> **ACTION ITEM**: A verbatim transcription of the listing below is required, without its pictures.

> **DATA FOR REVIEW**:
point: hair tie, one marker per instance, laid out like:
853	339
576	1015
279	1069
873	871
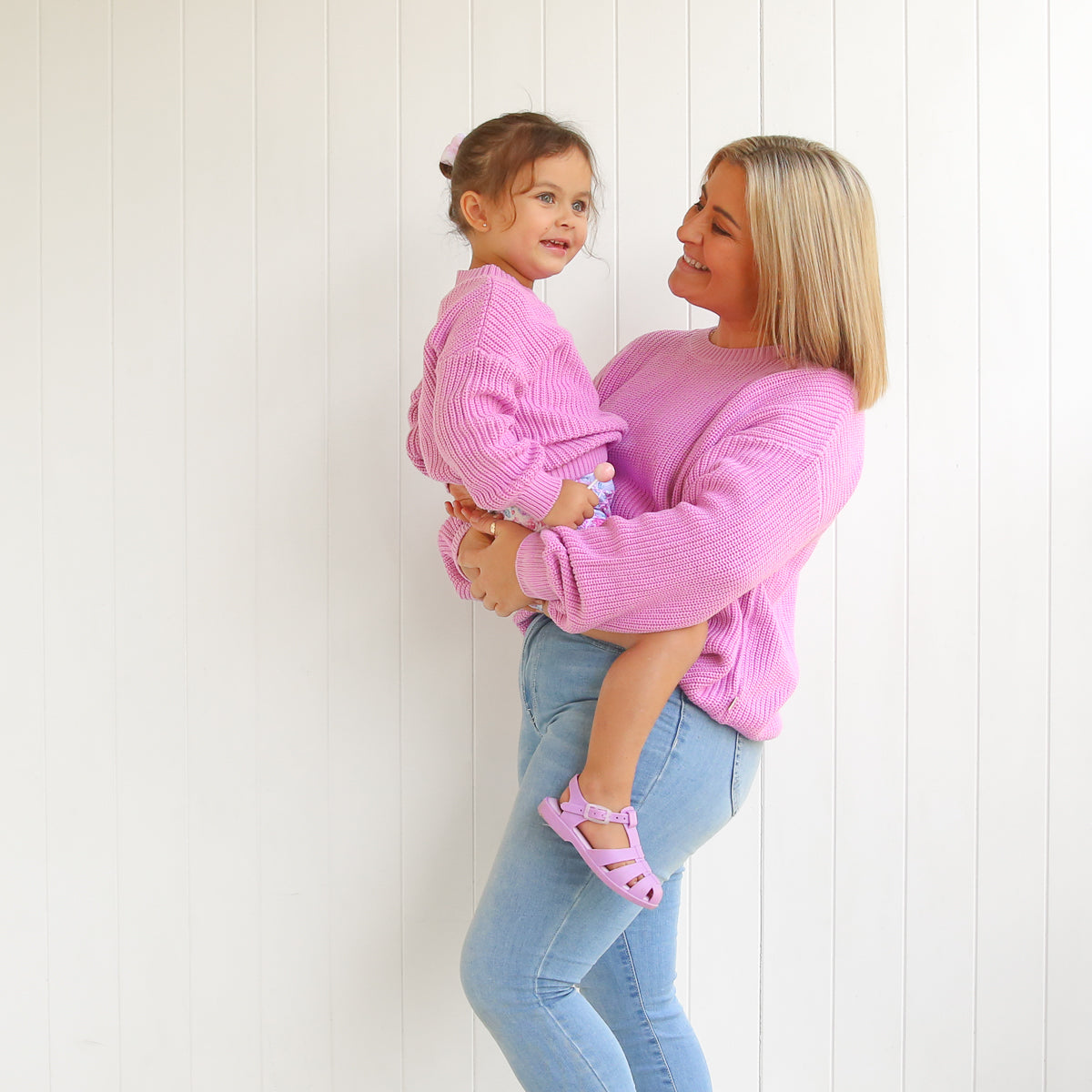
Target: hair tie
448	157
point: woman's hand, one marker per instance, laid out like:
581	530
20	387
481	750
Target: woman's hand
574	503
487	557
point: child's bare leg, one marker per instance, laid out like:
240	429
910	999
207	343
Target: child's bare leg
633	694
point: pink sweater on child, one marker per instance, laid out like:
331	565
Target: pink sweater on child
730	472
506	405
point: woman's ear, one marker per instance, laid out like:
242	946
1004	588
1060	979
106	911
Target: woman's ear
472	207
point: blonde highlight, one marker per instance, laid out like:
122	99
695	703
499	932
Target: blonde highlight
814	232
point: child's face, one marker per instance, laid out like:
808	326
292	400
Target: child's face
545	225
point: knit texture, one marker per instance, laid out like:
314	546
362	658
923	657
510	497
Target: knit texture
506	407
730	472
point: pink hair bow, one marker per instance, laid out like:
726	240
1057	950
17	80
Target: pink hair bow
452	150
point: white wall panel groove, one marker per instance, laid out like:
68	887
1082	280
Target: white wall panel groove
256	757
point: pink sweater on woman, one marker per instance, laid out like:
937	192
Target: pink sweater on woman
506	405
732	469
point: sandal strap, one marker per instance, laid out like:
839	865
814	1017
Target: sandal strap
596	813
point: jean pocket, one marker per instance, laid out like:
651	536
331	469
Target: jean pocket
743	768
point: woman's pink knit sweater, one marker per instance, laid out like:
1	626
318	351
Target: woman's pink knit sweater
732	469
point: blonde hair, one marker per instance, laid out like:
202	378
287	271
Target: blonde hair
814	248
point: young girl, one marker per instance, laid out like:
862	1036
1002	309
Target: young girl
508	410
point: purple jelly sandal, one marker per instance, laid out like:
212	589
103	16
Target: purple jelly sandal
563	818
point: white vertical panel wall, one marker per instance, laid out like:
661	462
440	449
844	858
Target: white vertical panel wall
255	756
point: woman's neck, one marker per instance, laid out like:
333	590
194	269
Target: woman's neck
733	336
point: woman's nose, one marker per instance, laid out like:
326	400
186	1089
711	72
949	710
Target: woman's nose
688	230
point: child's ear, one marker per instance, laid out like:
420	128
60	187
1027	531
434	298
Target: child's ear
472	207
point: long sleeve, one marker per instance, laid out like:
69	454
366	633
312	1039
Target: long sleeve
751	511
478	432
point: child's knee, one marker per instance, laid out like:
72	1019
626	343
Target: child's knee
692	640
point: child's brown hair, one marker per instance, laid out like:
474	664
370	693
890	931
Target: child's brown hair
491	157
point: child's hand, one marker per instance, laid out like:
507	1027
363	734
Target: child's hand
462	503
574	505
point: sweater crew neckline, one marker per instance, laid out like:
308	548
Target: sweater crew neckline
490	272
767	358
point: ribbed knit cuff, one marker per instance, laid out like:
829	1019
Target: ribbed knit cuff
539	496
531	569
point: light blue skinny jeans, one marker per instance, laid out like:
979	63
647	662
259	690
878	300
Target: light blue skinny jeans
546	926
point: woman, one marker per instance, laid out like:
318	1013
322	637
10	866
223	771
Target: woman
743	443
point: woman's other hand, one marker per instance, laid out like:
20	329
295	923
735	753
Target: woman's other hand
574	503
487	557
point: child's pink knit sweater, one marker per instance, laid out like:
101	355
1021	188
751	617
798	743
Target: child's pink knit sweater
730	472
506	405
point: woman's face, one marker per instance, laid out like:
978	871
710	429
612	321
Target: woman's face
716	270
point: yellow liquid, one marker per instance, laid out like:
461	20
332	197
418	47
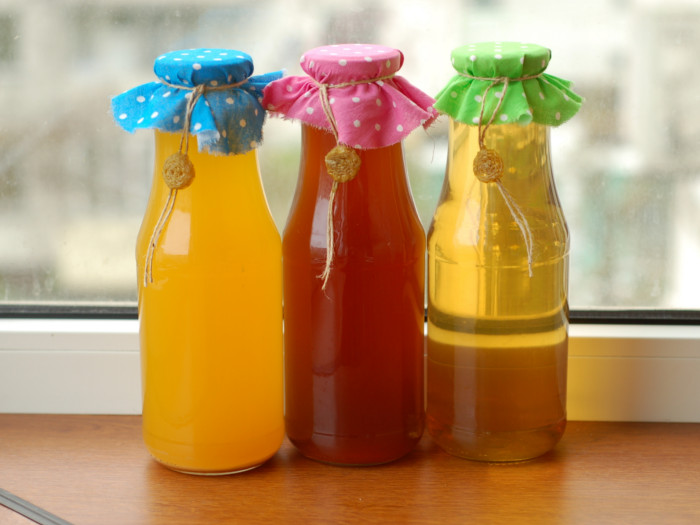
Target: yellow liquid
211	321
497	337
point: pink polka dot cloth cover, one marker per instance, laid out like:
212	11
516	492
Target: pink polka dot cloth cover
371	105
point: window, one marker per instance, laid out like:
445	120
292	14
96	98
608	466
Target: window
73	186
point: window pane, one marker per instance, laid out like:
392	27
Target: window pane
73	186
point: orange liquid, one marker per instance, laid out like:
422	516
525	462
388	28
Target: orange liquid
211	322
497	335
354	352
496	404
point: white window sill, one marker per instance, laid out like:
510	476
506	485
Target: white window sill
616	372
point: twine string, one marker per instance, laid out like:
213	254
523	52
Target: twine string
515	210
167	211
328	112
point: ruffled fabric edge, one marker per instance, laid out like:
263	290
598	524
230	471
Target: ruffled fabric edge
392	108
224	121
547	100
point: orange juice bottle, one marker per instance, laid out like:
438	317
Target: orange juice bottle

> **ANSWER FOR THIS EXERCISE**:
point: hair tie, one marker per instance, laid out like:
853	339
576	1015
279	1069
873	871
Target: hair tie
448	157
point: woman's hand, one marker per instance, laid out like:
581	530
20	387
481	750
Target: woman's hand
574	503
487	557
point: child's bare leg, one marker per instance, laid out like:
240	429
910	999
207	343
Target: child's bare leg
633	694
point: pink sweater on child, one marker per instance, laid out like:
331	565
Target: pink sweater on child
730	472
506	405
point: woman's ear, one marker per instance, laid out like:
242	946
1004	588
1060	979
106	911
Target: woman's ear
472	207
point: blonde highlight, one marker per instance, laid out like:
122	99
695	703
499	932
Target: blonde highlight
814	232
point: child's face, one marker per instance, laid out like:
808	326
292	400
Target: child's face
545	225
point: knit texture, one marker per instance, laid out like:
314	546
362	658
923	657
510	497
Target: knit texture
506	407
730	472
point: pink hair bow, one marker per instance, laid out like:
726	240
1057	950
17	80
Target: pink hair bow
452	150
point: white wall panel groove, one marker per instance, laid out like:
68	887
1082	280
Target: white wall panel groove
256	757
point: pink sweater on woman, one marker per instance, laid out like:
937	192
Target: pink sweater on woman
506	405
732	469
point: sandal strap, one marker per instance, laid out like:
839	865
814	1017
Target: sandal strap
596	813
point: jean pocket, one marker per instance, laid out like:
651	536
331	469
Target: jean pocket
743	768
point: woman's pink knit sweater, one marker per instance, laid out like:
1	626
318	351
Target: woman's pink knit sweater
732	469
point: blonde hair, one marker per instance, laid out like:
202	378
287	271
Target: blonde hair
814	248
point: young girl, one marker per instance, laid out like:
862	1036
1002	309
Target: young girl
508	410
point: purple jelly sandal, one marker per instance, laid out like:
212	589
103	16
Target: purple jelly sandal
563	818
point: white vertical panel wall, one marker per instance, laid out like:
661	462
440	449
844	858
Target: white vertical panel wall
255	756
point: woman's neck, one marker per instance, laid out like:
333	590
194	269
Target: woman's neck
733	336
point: woman's nose, one marker per instance, laid out like:
326	400
186	1089
711	72
949	710
Target: woman's nose
688	230
point: child's ear, one marker per instance, laid out like:
420	128
60	187
1027	531
434	298
Target: child's ear
472	207
point: long sleeve, one marker per instance, laid out like:
69	454
366	633
312	1039
Target: long sleeve
751	511
478	432
point: child's knee, one marker per instance, laid out like:
72	1019
626	343
Target: child's knee
692	640
point: child's brown hair, one marker per instance, laid out like:
474	664
370	693
890	931
Target: child's brown hair
491	157
point: child's hand, one marker per instance, laid out like:
507	1027
363	734
Target: child's hand
462	503
574	505
point: sweater crew neckline, one marker per instance, laid out like:
308	548
Target: sweater crew neckline
490	272
767	358
point: ribbed knit cuff, one marker per instance, laid out like:
829	1019
Target: ribbed knit cuff
539	496
531	569
point: light blue skinny jeans, one marker per instance, laid out like:
979	63
647	662
259	690
878	300
Target: light blue skinny jeans
546	926
point: woman, one marker per instance, laid out like:
318	1013
322	637
10	866
223	771
Target: woman
743	443
point: woman's other hand, one marker per instance, laid out like:
20	329
295	923
735	753
Target: woman's other hand
574	503
487	557
point: child's pink knit sweater, one marker per instance, laid out like:
101	355
1021	188
751	617
798	743
Target: child's pink knit sweater
730	472
506	405
point: woman's face, one marker per instance, laid out like:
978	871
710	429
612	321
Target: woman's face
716	270
point: yellow liquid, one marker per instance, laid out like:
461	20
332	197
418	47
Target: yellow liquid
211	321
497	337
point: pink polka dot cloth cover, one marker per instance, laid out like:
212	11
516	492
Target: pink polka dot cloth cover
371	105
point: window, one marker per instance, laid out like:
445	120
292	14
96	98
608	466
Target: window
73	186
point: window pane, one marker per instance, laid out like:
392	27
Target: window pane
73	186
point: orange liquid, one marker per instance, laid out like:
422	516
525	462
388	28
Target: orange liquid
211	322
497	335
354	352
496	404
point: white window sill, one marker per instance, laid out like:
510	476
506	485
Target: white window sill
616	372
point: twine string, one marker per instance, laid out like:
213	254
523	52
Target: twine string
515	210
167	211
328	112
point: ruffled fabric edge, one marker per instance, laid out like:
263	290
598	524
230	471
Target: ruffled fabric edge
392	108
224	121
547	100
point: orange juice bottle, one marker per instance, laid out like:
438	317
Target: orange juice bottle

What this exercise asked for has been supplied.